> Фрагмент текста:
■ ■ ■ ■ ■ ■ ■

Разделение бурят-монгольского этноса началось со времен колониального движения России на Восток. Земли Ар Монгол (Северная Монголия, территория этнической Бурят-Монголии) были уступлены Китаем России по Нерчинскому договору 1689 г. К тому моменту, столкнувшись с русскими казаками, первые группы бурят-монголов уже откочевали в монгольские степи из Предбайкалья. В 20-е гг. XVIII века к ним присоединилась группа хори-бурят, оказавшаяся отрезанной от основной части этноса в результате проведения русско-монгольской границы. В силу ряда исторических обстоятельств, линия границ устанавливалась приблизительно. Не только народы, но и отдельные семьи оказывались по ее разные стороны. Однако вплоть до 1929 г. границы оставались проницаемыми, что способствовало продолжению миграции бурятского населения (из России и в Россию), которая растянулась на несколько столетий.
По данным немецкого историка Хейзинга, к середине XVIII в. несколько тысяч бурят откочевали в Китай и поселились в Барге [11. P. 5]. В начале XX века основной причиной эмиграции стала столыпинская реформа в России, в результате которой тысячи кочевников потеряли свои пастбища. Буряты эмигрировали в основном в монгольские степи в поисках пастбищ, однако скотоводами-кочевни-ками эмиграция не исчерпывалась. После отделения Монголии от Китая в 1911— 1912 гг. туда начали эмигрировать бурятские общественно-политические деятели, ученые и представители творческой интеллигенции. В 20—30-е годы, убегая от пожара гражданской войны и коллективизации, сотни состоятельных семей присоединялись к тем, кто уже откочевал в Баргу, территориально принадлежавшую Китайской Республике. Вынужденными эмигрантами в 30-е гг. становились сотни лам (буддийские монахов).

■ ■ ■ ■ ■ ■ ■

> Задание 1: Выпишите из записей каждую строку, в которой встречается слово «epaulette».

■ ■ ■ ■ ■ ■ ■

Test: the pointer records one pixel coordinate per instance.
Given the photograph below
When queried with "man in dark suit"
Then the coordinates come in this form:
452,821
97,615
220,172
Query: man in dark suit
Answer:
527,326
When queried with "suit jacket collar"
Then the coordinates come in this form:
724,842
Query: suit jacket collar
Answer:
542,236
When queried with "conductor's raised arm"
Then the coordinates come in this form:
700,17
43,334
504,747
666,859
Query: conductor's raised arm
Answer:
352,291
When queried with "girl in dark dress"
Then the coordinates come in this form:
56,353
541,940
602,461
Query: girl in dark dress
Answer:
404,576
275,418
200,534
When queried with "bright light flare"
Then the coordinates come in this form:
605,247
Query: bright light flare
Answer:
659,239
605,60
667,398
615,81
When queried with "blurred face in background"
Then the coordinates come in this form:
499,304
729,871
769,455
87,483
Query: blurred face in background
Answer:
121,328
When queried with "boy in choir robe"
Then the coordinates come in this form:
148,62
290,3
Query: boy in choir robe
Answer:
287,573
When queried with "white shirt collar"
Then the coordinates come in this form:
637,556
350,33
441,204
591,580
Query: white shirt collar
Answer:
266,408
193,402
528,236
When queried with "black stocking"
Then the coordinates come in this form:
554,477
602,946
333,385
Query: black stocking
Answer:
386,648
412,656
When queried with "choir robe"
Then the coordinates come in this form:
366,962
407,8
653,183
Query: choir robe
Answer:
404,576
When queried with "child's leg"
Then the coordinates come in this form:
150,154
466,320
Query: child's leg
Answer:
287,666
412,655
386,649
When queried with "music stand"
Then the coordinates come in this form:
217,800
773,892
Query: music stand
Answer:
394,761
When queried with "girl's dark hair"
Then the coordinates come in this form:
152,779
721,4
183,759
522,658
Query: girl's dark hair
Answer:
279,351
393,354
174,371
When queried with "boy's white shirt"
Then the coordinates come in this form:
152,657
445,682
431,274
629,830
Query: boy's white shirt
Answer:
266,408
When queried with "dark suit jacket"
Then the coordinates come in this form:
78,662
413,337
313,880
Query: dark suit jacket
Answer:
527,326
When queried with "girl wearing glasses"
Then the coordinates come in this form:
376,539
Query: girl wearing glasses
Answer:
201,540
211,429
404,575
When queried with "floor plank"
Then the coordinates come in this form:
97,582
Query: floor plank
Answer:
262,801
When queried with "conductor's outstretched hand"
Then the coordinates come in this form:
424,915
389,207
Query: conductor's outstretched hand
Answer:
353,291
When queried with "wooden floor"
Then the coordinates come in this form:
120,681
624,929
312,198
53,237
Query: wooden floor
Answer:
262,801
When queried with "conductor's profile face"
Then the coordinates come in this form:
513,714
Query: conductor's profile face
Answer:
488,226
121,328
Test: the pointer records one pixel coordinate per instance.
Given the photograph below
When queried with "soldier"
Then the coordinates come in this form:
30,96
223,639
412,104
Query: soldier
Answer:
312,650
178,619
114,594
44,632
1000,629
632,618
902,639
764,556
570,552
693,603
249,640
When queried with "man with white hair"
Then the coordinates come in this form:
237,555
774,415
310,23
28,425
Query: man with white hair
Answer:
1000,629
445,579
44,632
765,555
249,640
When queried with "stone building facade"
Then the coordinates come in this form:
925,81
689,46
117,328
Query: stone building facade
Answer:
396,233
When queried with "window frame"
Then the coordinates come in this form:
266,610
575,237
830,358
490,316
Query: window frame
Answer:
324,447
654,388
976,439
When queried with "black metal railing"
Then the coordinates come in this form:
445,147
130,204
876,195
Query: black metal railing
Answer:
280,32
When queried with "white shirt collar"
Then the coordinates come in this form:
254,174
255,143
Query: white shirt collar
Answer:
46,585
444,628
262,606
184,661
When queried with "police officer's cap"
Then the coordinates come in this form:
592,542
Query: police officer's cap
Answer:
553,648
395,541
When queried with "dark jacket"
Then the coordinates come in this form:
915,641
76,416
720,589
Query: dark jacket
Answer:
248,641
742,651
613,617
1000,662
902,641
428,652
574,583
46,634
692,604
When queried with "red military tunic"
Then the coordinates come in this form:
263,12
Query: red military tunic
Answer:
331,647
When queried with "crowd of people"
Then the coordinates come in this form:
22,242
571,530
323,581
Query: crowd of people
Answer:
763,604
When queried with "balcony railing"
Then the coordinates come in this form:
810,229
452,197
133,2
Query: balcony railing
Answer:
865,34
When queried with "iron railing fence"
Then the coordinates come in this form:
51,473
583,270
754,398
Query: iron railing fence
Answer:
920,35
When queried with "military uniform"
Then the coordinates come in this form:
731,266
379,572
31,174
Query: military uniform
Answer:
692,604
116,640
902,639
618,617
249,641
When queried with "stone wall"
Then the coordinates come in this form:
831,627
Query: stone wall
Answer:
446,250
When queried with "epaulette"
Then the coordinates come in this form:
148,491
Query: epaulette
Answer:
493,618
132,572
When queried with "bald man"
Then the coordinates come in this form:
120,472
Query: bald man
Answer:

■ ■ ■ ■ ■ ■ ■

> Задание 2: Процитируйте отрывок из текста о переселении бурят, начиная со слов «По данным немецкого» и заканчивая словами «лам (буддийские монахов).» включительно.

> Полный ответ 1:
When queried with "epaulette"
Query: epaulette

> Полный ответ 2:
По данным немецкого историка Хейзинга, к середине XVIII в. несколько тысяч бурят откочевали в Китай и поселились в Барге [11. P. 5]. В начале XX века основной причиной эмиграции стала столыпинская реформа в России, в результате которой тысячи кочевников потеряли свои пастбища. Буряты эмигрировали в основном в монгольские степи в поисках пастбищ, однако скотоводами-кочевни-ками эмиграция не исчерпывалась. После отделения Монголии от Китая в 1911— 1912 гг. туда начали эмигрировать бурятские общественно-политические деятели, ученые и представители творческой интеллигенции. В 20—30-е годы, убегая от пожара гражданской войны и коллективизации, сотни состоятельных семей присоединялись к тем, кто уже откочевал в Баргу, территориально принадлежавшую Китайской Республике. Вынужденными эмигрантами в 30-е гг. становились сотни лам (буддийские монахов).